───── PROVIDED DATA ─────

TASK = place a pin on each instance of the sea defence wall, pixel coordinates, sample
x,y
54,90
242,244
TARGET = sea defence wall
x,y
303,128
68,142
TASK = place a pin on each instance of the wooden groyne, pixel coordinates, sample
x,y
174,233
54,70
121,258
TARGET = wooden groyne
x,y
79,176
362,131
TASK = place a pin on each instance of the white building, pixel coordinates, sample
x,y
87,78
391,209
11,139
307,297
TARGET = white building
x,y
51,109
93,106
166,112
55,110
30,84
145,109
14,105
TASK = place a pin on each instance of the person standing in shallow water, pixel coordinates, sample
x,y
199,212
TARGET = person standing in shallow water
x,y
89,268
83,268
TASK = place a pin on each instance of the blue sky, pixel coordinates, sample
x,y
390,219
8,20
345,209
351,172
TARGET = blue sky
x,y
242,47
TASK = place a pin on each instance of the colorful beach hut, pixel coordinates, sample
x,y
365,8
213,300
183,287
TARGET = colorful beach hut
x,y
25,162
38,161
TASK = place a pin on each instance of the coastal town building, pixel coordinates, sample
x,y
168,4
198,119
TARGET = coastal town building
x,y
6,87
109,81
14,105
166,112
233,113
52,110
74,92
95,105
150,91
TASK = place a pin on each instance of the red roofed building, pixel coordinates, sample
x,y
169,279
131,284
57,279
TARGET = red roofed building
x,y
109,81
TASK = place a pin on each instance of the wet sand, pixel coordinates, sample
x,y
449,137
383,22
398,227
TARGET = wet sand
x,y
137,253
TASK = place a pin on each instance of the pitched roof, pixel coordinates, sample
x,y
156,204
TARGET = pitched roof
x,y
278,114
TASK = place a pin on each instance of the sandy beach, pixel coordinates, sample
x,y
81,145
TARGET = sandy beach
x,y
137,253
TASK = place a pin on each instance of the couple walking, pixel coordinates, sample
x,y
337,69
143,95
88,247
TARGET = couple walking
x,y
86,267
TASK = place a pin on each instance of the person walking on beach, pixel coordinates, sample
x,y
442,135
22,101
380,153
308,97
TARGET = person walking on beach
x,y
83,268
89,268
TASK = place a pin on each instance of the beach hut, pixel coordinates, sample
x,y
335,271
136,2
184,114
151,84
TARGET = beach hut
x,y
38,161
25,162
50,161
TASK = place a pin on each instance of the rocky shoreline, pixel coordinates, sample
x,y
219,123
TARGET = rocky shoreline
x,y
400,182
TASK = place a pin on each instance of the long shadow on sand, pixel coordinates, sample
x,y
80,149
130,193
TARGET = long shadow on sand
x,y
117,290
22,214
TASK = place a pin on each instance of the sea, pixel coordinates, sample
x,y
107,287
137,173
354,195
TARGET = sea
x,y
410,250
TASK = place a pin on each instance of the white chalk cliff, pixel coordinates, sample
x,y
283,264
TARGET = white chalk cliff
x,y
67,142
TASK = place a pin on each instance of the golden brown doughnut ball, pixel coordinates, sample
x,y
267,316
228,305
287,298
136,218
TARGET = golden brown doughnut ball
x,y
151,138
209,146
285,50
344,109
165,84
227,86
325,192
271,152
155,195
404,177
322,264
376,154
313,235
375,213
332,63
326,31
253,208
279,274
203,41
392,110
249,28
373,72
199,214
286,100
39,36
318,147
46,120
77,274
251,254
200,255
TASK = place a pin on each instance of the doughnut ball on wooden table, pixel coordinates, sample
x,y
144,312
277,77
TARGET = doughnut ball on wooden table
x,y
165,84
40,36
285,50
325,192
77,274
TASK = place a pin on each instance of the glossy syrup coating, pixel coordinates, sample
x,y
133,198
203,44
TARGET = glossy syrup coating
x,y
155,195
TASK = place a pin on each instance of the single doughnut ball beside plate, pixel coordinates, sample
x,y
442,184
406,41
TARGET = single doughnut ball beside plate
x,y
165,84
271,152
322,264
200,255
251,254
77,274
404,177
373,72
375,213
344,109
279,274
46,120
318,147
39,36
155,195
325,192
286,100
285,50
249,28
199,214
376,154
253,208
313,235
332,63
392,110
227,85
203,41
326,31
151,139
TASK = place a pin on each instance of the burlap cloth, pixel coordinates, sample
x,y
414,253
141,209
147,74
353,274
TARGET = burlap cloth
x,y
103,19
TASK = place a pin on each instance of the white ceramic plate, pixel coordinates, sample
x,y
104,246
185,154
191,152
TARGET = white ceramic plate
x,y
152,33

─────

WORK INSTRUCTIONS. Look at the entries above. Then set all of them down again exactly.

EXERCISE RESULT.
TASK = place a pin on each instance of the sea defence wall, pixel coordinates, sample
x,y
54,90
242,244
TARGET = sea defence wall
x,y
303,128
68,142
TASK = place a pin on each instance of the wooden groyne, pixel coordinates, sample
x,y
174,233
54,70
121,258
TARGET = wooden groyne
x,y
79,176
362,131
TASK = place a pin on each instance of the white building, pixel coordinates, sample
x,y
87,78
391,209
11,139
307,297
TARGET = white building
x,y
51,109
93,106
166,112
55,110
30,84
145,109
14,105
TASK = place a pin on each instance of the person standing in shallow water, pixel coordinates, sample
x,y
199,212
TARGET = person standing in shallow water
x,y
89,268
83,268
TASK = place a pin on each instance of the blue sky, pixel coordinates, sample
x,y
390,219
8,20
345,209
351,172
TARGET = blue sky
x,y
242,47
TASK = place a pin on each instance of the colorful beach hut, pixel coordinates, sample
x,y
365,8
213,300
183,287
TARGET = colorful beach hut
x,y
25,162
38,161
TASK = place a pin on each instance of the coastal town building, pixel coordinates, sample
x,y
168,4
198,119
TARGET = coastal town building
x,y
6,87
109,81
14,105
166,112
233,113
52,110
74,92
95,105
150,91
TASK = place a pin on each instance of the red roofed building, pixel coordinates, sample
x,y
169,279
131,284
57,279
TARGET = red roofed building
x,y
109,81
TASK = place a pin on each instance of the wet sand, pixel coordinates, sample
x,y
449,137
383,22
398,227
TARGET = wet sand
x,y
137,253
TASK = place a pin on each instance of the pitched roof, pixel coordinates, sample
x,y
156,204
TARGET = pitched roof
x,y
278,114
TASK = place a pin on each instance of the sandy beach, pixel coordinates, sample
x,y
81,145
TARGET = sandy beach
x,y
137,253
TASK = place a pin on each instance of the couple walking, pixel coordinates, sample
x,y
337,69
143,95
88,247
TARGET = couple walking
x,y
86,267
TASK = place a pin on each instance of the person walking on beach, pixel coordinates, sample
x,y
442,135
22,101
380,153
308,97
TARGET = person walking on beach
x,y
83,268
89,268
TASK = place a pin on each instance of the beach hut, pixel coordinates, sample
x,y
335,271
136,2
184,114
151,84
TARGET = beach hut
x,y
38,161
25,162
50,161
TASK = place a pin on each instance of the rocky shoreline, pixel coordinates, sample
x,y
219,123
TARGET = rocky shoreline
x,y
400,182
TASK = place a pin on each instance of the long shadow on sand, pixel coordinates, sample
x,y
80,149
130,193
TARGET = long shadow on sand
x,y
117,290
22,214
TASK = place a pin on each instance of the sea, pixel coordinates, sample
x,y
107,287
137,173
354,195
TARGET = sea
x,y
410,250
TASK = place a pin on each instance of the white chalk cliff, pixel coordinates, sample
x,y
283,264
TARGET = white chalk cliff
x,y
67,142
TASK = place a pin on each instance of the golden brown doughnut ball, pixel coordinates, sample
x,y
267,316
228,305
287,298
136,218
TARGET = golden brown doughnut ball
x,y
151,138
209,146
285,50
344,109
165,84
227,86
325,192
271,152
155,195
404,177
322,264
376,154
313,235
375,213
332,63
326,31
253,208
279,274
203,41
392,110
249,28
373,72
199,214
286,100
39,36
318,147
46,120
77,274
251,254
200,255
TASK = place a pin on each instance of the doughnut ball on wooden table, pixel coordinates, sample
x,y
144,312
277,77
TARGET = doughnut ball on wooden table
x,y
165,84
40,36
285,50
325,192
77,274
TASK = place a pin on each instance of the glossy syrup coating, pixel coordinates, sample
x,y
133,198
203,44
TARGET = glossy syrup coating
x,y
155,195
TASK = place a pin on each instance of the single doughnut ball beside plate, pixel coordinates, sample
x,y
442,184
406,41
TARGET = single doughnut ball beside plate
x,y
165,84
271,152
322,264
200,255
251,254
77,274
404,177
373,72
375,213
344,109
279,274
46,120
318,147
39,36
155,195
325,192
286,100
285,50
249,28
199,214
376,154
253,208
313,235
332,63
392,110
227,85
203,41
326,31
151,139
TASK = place a pin on each instance of the burlap cloth, pixel coordinates, sample
x,y
414,253
141,209
147,74
353,274
TARGET = burlap cloth
x,y
103,19
TASK = place a pin on each instance of the white ceramic plate, pixel coordinates, sample
x,y
104,246
185,154
191,152
TARGET = white ceramic plate
x,y
152,33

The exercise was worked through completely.